__TASK SET__
1 - Answer these questions from the Stephen Lewis Secondary School text.
(a) In what month and year did the school open?
(b) Which organization does the graduating class raise money for at its yearly dinner?
(c) How much money did the school raise at the Relay for Life event on May 16, 2012?
2 - Write a continuation of the Stephen Lewis Secondary School text that starts after its last sentence.

== DOCUMENT SEGMENT ==

Stephen Lewis Secondary School is a high school located in the Churchill Meadows neighbourhood of the city of Mississauga in Ontario, Canada and is a part of the Peel District School Board. It is one of two schools bearing this name. It opened in September 2006. Its feeder schools are Ruth Thompson Middle School and Erin Centre Middle School.
The top three school wide councils are the Student Activity Council (SAC), Athletics Council, and Integrated Arts Council (IAC). Other influential clubs include Green Revolution, DECA and MIST. Over 1600 students attend this school.

Community involvement 

Every year, the graduating class hosts a dinner and raises money for the organization Helping Hands for Honduras.  In December, the staff and students contribute to Share the Joy, a program that assists Peel families in need of food and other necessities during the holiday season.

Each year in the spring the school hosts charity week.  The week culminates in a car wash and carnival hosted by the school.  Throughout the last 8 years, the staff and students have raised over $100 000 for charitable organizations such as Right to Play, Mad for Maddie, and Princess Margaret Foundation.

On May 16, 2012, students hosted the second annual Relay for Life event. Over 300 students, staff and community members participated in this all-night fundraiser in an effort to celebrate cancer survivors, remember loved ones and fight back by finding a cure. The school raised $30,000, which was donated directly to the Canadian Cancer Society.

===
== INFORMATION GIVEN ==

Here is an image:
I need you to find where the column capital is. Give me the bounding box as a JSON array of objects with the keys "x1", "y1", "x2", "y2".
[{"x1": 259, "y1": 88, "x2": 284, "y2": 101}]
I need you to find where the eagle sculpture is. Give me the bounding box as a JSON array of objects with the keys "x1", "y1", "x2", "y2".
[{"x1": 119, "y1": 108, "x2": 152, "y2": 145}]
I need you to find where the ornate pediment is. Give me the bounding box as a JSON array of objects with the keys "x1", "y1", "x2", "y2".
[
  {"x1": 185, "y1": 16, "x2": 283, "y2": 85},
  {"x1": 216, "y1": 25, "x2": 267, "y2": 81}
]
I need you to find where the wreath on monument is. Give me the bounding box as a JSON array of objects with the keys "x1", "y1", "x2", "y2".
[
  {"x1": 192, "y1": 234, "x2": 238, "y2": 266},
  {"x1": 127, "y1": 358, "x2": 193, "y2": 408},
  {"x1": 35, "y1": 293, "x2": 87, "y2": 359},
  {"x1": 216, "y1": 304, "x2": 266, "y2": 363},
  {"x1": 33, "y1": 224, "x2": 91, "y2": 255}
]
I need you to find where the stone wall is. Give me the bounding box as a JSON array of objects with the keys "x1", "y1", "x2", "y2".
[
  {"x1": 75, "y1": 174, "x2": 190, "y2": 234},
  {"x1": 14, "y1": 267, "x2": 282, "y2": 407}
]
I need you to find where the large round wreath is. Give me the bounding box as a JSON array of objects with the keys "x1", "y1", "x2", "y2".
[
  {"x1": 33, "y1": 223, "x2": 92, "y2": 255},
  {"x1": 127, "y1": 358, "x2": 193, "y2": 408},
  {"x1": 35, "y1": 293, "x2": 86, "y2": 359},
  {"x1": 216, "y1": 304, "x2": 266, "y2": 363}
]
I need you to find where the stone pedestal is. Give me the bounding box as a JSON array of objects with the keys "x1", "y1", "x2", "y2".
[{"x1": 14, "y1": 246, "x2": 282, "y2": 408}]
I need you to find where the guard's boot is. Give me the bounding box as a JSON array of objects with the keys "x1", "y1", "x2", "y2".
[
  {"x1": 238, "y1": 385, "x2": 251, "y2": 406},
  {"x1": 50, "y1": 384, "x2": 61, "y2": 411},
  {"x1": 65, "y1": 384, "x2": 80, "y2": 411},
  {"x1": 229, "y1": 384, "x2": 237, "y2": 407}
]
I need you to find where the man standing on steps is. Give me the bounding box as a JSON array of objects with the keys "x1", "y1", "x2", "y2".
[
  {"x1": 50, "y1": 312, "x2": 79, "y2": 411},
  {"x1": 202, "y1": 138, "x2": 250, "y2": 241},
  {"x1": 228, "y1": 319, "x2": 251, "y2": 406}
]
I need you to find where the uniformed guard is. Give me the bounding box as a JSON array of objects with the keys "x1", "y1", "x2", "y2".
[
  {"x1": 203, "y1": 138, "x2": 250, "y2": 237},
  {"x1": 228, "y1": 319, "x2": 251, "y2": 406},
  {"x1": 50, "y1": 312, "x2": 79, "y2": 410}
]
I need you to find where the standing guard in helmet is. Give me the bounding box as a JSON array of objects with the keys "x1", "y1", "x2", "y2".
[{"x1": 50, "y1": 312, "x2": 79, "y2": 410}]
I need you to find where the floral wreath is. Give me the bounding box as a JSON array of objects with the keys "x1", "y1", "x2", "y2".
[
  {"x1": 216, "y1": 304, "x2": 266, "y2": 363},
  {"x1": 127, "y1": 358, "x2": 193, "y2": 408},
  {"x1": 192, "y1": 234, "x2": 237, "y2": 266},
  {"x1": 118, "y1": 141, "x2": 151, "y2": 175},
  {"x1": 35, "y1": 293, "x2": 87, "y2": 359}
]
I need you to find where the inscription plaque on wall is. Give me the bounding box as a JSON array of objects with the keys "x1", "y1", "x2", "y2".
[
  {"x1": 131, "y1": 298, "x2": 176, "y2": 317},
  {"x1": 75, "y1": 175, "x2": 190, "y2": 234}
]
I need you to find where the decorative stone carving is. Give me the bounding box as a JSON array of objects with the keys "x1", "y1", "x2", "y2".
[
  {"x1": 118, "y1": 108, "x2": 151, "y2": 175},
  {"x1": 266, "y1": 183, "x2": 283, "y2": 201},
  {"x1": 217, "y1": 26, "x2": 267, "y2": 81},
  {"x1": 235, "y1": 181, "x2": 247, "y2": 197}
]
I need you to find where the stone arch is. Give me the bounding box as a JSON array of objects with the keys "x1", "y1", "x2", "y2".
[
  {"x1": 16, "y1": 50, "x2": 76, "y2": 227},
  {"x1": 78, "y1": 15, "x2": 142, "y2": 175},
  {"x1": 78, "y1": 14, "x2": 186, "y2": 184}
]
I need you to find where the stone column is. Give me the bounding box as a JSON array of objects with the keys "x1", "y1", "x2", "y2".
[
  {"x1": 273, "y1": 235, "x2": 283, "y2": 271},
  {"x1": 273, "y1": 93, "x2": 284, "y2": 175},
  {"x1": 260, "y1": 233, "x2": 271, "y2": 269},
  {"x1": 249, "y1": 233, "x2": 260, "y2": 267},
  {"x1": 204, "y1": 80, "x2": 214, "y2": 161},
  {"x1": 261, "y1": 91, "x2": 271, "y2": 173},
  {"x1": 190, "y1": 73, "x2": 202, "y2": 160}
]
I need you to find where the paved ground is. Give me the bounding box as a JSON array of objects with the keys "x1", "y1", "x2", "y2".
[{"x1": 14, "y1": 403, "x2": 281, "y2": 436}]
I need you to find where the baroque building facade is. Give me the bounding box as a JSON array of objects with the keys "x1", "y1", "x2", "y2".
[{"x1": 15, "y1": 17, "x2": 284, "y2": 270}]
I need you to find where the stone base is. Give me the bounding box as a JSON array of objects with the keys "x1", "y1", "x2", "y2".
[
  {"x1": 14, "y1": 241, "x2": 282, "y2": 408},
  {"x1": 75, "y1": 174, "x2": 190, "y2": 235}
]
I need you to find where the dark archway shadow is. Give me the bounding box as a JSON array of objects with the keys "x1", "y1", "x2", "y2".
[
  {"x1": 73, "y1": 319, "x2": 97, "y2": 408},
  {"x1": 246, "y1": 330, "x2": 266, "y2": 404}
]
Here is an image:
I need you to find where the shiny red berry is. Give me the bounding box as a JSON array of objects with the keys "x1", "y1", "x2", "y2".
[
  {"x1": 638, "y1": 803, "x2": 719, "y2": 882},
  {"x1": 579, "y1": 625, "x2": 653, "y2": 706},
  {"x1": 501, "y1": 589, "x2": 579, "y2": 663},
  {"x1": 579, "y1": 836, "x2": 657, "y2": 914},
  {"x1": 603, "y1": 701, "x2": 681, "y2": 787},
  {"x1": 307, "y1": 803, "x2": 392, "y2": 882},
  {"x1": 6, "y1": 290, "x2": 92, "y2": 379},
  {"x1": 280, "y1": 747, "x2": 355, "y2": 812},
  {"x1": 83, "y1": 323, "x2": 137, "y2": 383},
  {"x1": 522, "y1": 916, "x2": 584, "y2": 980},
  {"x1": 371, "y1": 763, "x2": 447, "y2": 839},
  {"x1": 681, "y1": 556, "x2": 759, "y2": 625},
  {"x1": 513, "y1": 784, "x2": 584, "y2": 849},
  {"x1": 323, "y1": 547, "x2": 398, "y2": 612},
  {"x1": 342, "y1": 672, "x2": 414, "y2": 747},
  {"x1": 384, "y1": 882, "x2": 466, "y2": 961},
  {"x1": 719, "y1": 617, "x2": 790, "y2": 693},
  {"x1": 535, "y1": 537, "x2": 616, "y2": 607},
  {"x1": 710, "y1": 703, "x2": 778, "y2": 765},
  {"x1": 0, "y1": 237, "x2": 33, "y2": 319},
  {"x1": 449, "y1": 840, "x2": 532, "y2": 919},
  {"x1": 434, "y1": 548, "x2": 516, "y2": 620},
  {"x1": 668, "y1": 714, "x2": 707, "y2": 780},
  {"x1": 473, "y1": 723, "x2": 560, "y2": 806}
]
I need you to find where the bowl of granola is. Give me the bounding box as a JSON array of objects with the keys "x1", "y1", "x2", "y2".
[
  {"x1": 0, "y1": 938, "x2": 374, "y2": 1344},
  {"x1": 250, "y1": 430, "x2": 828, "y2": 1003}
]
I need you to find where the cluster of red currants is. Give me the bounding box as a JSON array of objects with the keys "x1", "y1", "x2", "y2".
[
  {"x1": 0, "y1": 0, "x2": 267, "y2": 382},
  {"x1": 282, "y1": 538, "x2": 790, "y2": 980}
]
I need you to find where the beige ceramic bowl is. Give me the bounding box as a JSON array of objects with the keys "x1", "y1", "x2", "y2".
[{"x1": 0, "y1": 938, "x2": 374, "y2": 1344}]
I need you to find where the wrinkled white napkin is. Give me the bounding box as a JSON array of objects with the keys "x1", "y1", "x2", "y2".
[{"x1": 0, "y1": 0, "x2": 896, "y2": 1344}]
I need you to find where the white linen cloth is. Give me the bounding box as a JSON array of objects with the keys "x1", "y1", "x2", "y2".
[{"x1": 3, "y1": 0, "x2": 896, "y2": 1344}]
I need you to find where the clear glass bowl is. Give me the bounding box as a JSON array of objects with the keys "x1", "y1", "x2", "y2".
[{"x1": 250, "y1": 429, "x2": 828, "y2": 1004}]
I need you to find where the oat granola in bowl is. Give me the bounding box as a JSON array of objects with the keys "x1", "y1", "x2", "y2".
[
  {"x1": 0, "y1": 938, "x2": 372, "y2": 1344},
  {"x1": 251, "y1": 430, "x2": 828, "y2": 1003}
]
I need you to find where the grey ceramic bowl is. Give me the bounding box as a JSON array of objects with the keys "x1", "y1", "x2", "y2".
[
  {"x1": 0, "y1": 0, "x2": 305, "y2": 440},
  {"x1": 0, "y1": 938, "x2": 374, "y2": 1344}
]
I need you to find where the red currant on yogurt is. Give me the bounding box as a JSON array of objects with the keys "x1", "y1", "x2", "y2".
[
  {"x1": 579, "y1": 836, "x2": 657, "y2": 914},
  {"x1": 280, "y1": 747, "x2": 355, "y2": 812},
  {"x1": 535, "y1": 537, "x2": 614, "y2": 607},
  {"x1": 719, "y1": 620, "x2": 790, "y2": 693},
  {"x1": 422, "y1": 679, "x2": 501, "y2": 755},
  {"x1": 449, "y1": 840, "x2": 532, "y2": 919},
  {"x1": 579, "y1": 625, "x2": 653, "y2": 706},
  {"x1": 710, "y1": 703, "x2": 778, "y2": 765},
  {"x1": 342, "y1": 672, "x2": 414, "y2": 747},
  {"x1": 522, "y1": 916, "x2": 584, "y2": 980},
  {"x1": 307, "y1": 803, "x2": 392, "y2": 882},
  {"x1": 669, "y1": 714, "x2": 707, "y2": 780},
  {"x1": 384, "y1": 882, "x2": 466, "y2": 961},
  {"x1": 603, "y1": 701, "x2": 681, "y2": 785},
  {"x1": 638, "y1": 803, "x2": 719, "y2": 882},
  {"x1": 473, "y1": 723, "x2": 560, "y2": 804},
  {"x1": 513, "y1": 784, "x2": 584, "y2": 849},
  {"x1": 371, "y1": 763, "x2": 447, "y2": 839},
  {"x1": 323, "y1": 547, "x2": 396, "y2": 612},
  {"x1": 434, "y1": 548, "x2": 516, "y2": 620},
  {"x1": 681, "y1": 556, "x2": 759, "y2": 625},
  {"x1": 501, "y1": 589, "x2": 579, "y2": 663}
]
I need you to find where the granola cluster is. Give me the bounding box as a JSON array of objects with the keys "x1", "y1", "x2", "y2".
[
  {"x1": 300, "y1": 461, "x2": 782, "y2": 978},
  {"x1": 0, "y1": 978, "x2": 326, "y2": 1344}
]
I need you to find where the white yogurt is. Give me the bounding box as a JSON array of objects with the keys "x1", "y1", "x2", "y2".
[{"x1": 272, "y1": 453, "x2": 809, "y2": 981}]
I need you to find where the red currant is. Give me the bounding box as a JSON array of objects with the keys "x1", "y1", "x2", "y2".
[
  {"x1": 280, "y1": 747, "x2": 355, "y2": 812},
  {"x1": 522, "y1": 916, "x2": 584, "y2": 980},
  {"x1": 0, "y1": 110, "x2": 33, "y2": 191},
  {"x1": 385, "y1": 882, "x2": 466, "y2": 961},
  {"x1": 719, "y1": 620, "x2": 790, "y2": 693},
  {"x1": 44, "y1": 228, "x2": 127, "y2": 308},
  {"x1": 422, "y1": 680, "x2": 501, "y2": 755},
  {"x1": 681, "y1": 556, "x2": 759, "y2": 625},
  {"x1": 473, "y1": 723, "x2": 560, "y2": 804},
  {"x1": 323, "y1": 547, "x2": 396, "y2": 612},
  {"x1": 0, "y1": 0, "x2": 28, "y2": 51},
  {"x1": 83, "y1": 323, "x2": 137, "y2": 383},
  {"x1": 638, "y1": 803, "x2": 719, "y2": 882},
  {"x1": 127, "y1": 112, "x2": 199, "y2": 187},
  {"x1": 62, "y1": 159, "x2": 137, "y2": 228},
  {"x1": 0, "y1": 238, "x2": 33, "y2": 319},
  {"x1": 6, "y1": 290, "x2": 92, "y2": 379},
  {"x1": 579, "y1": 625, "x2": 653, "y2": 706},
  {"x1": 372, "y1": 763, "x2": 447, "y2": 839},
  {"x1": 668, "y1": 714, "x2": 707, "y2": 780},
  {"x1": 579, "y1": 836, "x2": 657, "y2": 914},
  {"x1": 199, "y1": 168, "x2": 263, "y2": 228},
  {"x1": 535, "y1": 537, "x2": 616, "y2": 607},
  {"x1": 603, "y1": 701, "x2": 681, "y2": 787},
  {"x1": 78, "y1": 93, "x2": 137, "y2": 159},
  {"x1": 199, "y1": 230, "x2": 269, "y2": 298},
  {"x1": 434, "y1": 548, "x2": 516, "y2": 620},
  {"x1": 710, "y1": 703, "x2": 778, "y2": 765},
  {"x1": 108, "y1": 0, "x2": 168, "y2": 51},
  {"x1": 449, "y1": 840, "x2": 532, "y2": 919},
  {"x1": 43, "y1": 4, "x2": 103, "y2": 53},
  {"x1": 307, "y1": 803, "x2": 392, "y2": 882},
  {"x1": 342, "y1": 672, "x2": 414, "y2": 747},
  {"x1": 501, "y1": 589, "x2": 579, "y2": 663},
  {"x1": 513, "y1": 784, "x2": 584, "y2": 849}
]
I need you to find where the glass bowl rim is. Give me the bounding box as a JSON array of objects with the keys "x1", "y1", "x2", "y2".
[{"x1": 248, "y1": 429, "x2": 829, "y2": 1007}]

===

__PER-TASK OUTPUTS__
1 -
(a) September 2006
(b) Helping Hands for Honduras
(c) $30,000

2 -
Extracurricular activities 

Stephen Lewis Secondary School offers a variety of extracurricular activities for students. The athletic teams are heavily supported by the student body and have high spectator turnout during home games. These athletic teams are represented by the school's mascot, known as the Lewis Lynx and teams are referred to as a lynx pack. The Sports include: Basketball, Soccer, Rugby, Tennis, Swimming, Cross Country, Cricket, Flag Football, Lacrosse, Baseball, Volleyball, Track & Field, and Wrestling. A multitude of clubs are also offered, including: Amnesty International, DECA, Animé Club, Arts Productions, Yearbook committee, Chess Club, a Dance Club, Green Revolution, Design and Build Club, Poets @ Lewis (poetry club), Sears Drama Festival, reading clubs, music clubs, game clubs, and more.

Villages 

All students and staff are assigned to one of the four villages upon registration. The Stephen Lewis Villages are named after four globally renowned Canadian heroes of social justice: June Callwood, Craig Kielburger, Agnes Macphail and David Suzuki. The grouping of students into teams allows all students to feel connected and encourages friendly competition and spirit between the Villages.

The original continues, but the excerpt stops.